Viaje al mundo de la mente: la tregua es al atardecer

Es medianoche en alguna parte del mundo. En la penumbra de la habitación se filtra un haz de luz a través de las cortinas de la ventana. La quietud de la noche y el murmullo de la respiración acompasada que llega de alguna cama vecina, no predicen sobresaltos. Aunque el aire afuera está cargado, pesa con una humedad pegajosa y el cielo gris-morado pugna por abrirse en un diluvio.

No lo noto aún cuando me meto en la cama, pero mi cuerpo también está cargado. Me acomodo, cierro los ojos y pronto estoy en ese umbral difuso entre el sueño y la vigilia, en que la mente se relaja y se deja ir. Justo antes de quedarme dormida, el cuerpo me desacomoda de un tirón (pasa algunas veces, es el acto reflejo de cuando sentís que te vas a caer de la cama). Por la ventana centellea un relámpago. Me doy vuelta para darle la espalda a la luz y vuelvo a cerrar los ojos. En pocos minutos, otra vez voy cayendo en el sueño, pero no, voy cayendo por una superficie empinada y resbaladiza y mi cuerpo lo vuelve a alertar con un sacudón seco, para que no me duerma, y con el mismo impulso, me hace sentarme en la cama, despabilada. Noto como se me acelera el pulso y la habitación de hostel se hace demasiado estrecha para respirar, necesito salir.

########

Trabajo por realizar:
- A) Según el relato sobre el viaje al mundo de la mente, ¿qué se filtra en la penumbra de la habitación a través de las cortinas de la ventana?
- B) Reproduzca el fragmento del relato sobre el viaje al mundo de la mente comprendido entre "Viaje al mundo" y "en un diluvio.", ambos inclusive.
- C) Prosiga el relato sobre el viaje al mundo de la mente a partir de su última oración.
Las líneas no intervienen en lo que aquí se solicita.

Información proporcionada:
########

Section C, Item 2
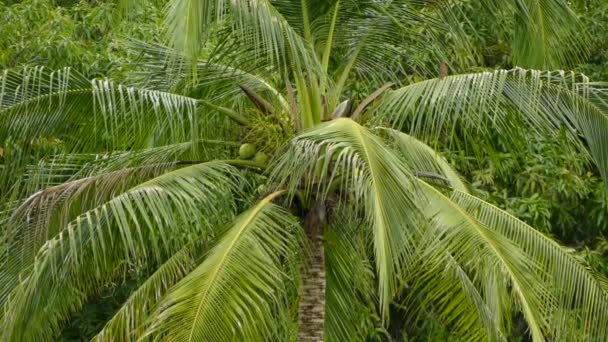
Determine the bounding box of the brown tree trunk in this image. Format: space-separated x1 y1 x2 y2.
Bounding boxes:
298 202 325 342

########

Soluciones:
- A) Un haz de luz.

- B)
Viaje al mundo de la mente: la tregua es al atardecer

Es medianoche en alguna parte del mundo. En la penumbra de la habitación se filtra un haz de luz a través de las cortinas de la ventana. La quietud de la noche y el murmullo de la respiración acompasada que llega de alguna cama vecina, no predicen sobresaltos. Aunque el aire afuera está cargado, pesa con una humedad pegajosa y el cielo gris-morado pugna por abrirse en un diluvio.

- C)
En pijama como estoy, llego al medio del patio, me paro en seco, me llevo una mano de dedos tensos al pecho y miro con urgencia al cielo a punto de estallar (¿por qué siempre se mira al cielo en momentos de confusión enceguecedora?). Lo miro sin verlo, porque debajo de la mano se me constringe el pecho y se me cierra la garganta. Se ha levantado viento y los árboles desprenden remolinos de hojas al aire; mi mente ha entrado en pánico.

Alguien me siguió desde la habitación y ahora me mira preocupado y me pone dos dedos en la base de la garganta. Enseguida desarruga la cara. -Estás bien-, dice finalmente, -no pasa nada, vení, vamos a contar-. -1,2,3,...-, y camino en círculos por el patio minúsculo durante unas dos horas, en plena tormenta, contando.

Hasta ese día, no sabía de las conspiraciones cuerpo-mente que el ajetreo emocional puede llegar a poner en marcha, y las consecuencias me agarraron desprevenidas. Esa noche, me tuve que conformar con la contención del abrazo de quién tenía a mano y una valeriana, para dormir.

Bastante tiempo después, en otras latitudes más sureñas, con algo más de experiencia en repetidos -pero mucho más leves- motines nocturnos, me acosté a dormir temprano, para que terminara un día olvidable. Dí vueltas en la cama hasta enredarme con las sábanas, siempre al borde entre el sueño y la vigilia (o el precipicio). El corazón se me escapaba al galope cada vez que empezaban a pesarme los párpados: la cabeza (esa bicha), decía que era señal de que el cuerpo me estaba dejando a pata.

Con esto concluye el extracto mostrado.